■ Records shown ■
##########

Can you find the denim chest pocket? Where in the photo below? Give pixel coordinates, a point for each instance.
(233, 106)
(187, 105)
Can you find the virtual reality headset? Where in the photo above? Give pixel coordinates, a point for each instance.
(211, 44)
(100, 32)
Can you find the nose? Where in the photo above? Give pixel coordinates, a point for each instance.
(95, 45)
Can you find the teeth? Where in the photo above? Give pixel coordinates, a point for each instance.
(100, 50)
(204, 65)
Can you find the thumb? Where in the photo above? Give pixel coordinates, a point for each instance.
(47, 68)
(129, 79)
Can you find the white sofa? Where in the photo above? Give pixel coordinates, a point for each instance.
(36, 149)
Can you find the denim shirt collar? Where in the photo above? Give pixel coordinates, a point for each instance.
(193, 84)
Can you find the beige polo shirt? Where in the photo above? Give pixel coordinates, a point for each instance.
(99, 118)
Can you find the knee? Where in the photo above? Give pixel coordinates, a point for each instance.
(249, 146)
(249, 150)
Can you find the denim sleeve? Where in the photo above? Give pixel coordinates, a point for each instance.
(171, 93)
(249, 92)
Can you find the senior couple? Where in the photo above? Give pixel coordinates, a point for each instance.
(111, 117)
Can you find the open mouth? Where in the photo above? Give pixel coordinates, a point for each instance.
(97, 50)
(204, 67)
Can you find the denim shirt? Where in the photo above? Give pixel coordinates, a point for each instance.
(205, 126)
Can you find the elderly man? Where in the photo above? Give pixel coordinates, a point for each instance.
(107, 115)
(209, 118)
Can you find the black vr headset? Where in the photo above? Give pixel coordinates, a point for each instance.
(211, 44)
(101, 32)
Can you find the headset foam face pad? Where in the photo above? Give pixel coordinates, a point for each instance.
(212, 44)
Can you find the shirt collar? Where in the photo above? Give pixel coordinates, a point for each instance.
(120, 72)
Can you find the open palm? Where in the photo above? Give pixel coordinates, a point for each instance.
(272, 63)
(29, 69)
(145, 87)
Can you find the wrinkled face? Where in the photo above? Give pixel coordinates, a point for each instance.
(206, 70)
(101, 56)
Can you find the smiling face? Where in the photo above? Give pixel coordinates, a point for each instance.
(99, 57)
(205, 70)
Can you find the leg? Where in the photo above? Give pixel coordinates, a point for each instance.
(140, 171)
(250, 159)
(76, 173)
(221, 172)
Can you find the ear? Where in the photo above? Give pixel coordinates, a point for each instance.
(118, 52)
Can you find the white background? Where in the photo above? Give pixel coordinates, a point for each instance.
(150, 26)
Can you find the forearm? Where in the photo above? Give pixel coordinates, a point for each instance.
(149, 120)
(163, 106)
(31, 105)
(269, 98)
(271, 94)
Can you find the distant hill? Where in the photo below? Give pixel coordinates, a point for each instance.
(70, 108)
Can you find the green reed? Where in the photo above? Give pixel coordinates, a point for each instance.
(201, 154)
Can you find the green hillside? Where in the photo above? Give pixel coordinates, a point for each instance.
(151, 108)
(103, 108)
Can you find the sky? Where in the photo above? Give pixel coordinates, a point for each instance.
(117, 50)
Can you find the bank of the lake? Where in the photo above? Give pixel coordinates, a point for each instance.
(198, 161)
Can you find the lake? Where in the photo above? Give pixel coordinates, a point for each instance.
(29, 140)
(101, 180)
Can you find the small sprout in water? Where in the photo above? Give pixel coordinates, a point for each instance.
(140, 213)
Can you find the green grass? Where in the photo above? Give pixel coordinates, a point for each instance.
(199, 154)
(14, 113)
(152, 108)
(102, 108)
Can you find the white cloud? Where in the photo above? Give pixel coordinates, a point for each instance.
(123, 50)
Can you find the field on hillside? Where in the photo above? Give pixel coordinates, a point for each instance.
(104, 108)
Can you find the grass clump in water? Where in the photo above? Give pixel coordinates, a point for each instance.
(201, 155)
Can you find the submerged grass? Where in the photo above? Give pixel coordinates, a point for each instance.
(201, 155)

##########

Nothing in the listing should change; repeat it in full.

Can you find the denim chest pocket? Where in the photo below? Give pixel coordinates, a point for each instance.
(233, 106)
(187, 105)
Can you find the virtual reality headset? Where in the photo above? Give pixel coordinates, a point for each instance.
(211, 44)
(100, 32)
Can you find the nose? Where in the photo above? Give pixel coordinates, a point for each instance.
(95, 45)
Can you find the teeth? Where in the photo above? Give pixel coordinates, a point for each instance.
(100, 50)
(204, 65)
Can you find the thumb? Where in the photo above? Give pixel coordinates, a point for each instance.
(47, 68)
(129, 79)
Can you find the white sofa? Where in the photo above? Give pixel coordinates, a point for each instance.
(36, 149)
Can you find the denim shirt collar? Where in the photo above? Give pixel coordinates, a point for each instance.
(193, 84)
Can you find the beige polo shirt? Where in the photo above? Give pixel coordinates, a point for each instance.
(99, 118)
Can you find the knee? Where in the photo above? Give pixel coordinates, a point for each instance.
(249, 146)
(249, 150)
Can you find the denim sleeve? Where in the photo above? Give pixel coordinates, a point for each instance.
(171, 93)
(249, 92)
Can you find the senior couple? Where in the photo above? Give pixel coordinates, a point for each instance.
(111, 117)
Can you find the open mouth? Where in the photo above? Give pixel coordinates, a point for each instance.
(97, 50)
(204, 67)
Can you find the denim shirt? Where in the photo above? Give pixel coordinates, a point for each instance.
(205, 126)
Can you find the elderly man? Where in the photo above? Give pixel coordinates, a point for each instance.
(107, 115)
(209, 118)
Can you find the black vr headset? Where in the photo above? Give pixel coordinates, a point for each instance.
(211, 44)
(101, 32)
Can you find the headset foam face pad? Where in the photo above? Give pixel coordinates, a point for each instance.
(212, 44)
Can you find the shirt collar? Where in the photo above? Give pixel coordinates, a point for each instance.
(120, 72)
Can you find the open palm? Where in the photo above? Give pixel coordinates, a point for each instance.
(272, 63)
(29, 69)
(145, 87)
Can you find the wrinkled face? Where in the photo above? Give pixel coordinates, a point for each instance.
(206, 70)
(101, 56)
Can you find the smiling face? Where in the photo above? Give pixel coordinates, a point for each instance.
(99, 57)
(205, 70)
Can you find the leg? Where in the photo above? Give pixel coordinates, a point for each instance.
(140, 171)
(250, 159)
(76, 173)
(221, 172)
Can you find the ear? Where in the photo above? Give pixel coordinates, a point for each instance.
(118, 52)
Can you find the white background? Where in the photo above? Give pixel coordinates, a point for each instance.
(150, 26)
Can you find the forearm? Where in the photo above? Give pixel coordinates, a point for each instance.
(149, 120)
(163, 106)
(31, 105)
(269, 98)
(271, 94)
Can you find the distant hill? Where in the photo below? Give pixel coordinates, a point for each instance.
(70, 108)
Can you find the green reed? Where in the photo above? Give pixel coordinates, a point for each instance.
(201, 154)
Can you find the green hillside? Where in the photo above? Give pixel coordinates, a point for each instance.
(151, 108)
(103, 108)
Can you find the sky? Where in the photo above? Give pixel coordinates, a point for each instance.
(117, 50)
Can you find the bank of the lake? Where in the photo above? Give pixel coordinates, a point for each instance.
(198, 161)
Can you find the lake? Where in the photo above? Give pixel coordinates, a point for each instance.
(29, 140)
(101, 180)
Can you find the small sprout in water? Where in the photo above? Give pixel coordinates, a point for each instance.
(140, 213)
Can you find the green grass? Where in the photo above? Give pixel coordinates, a point for each instance.
(199, 154)
(14, 113)
(152, 108)
(102, 108)
Can you find the white cloud? Where in the photo above? Give pixel coordinates, a point for each instance.
(123, 50)
Can you find the field on hillside? Where in the photo above? Give pixel coordinates, a point for each instance.
(104, 108)
Can you find the grass clump in water? Where in the photo above? Give pixel coordinates, a point for each instance.
(201, 155)
Can you find the submerged grass? Where in the photo above? Give pixel coordinates, a point for each instance.
(201, 155)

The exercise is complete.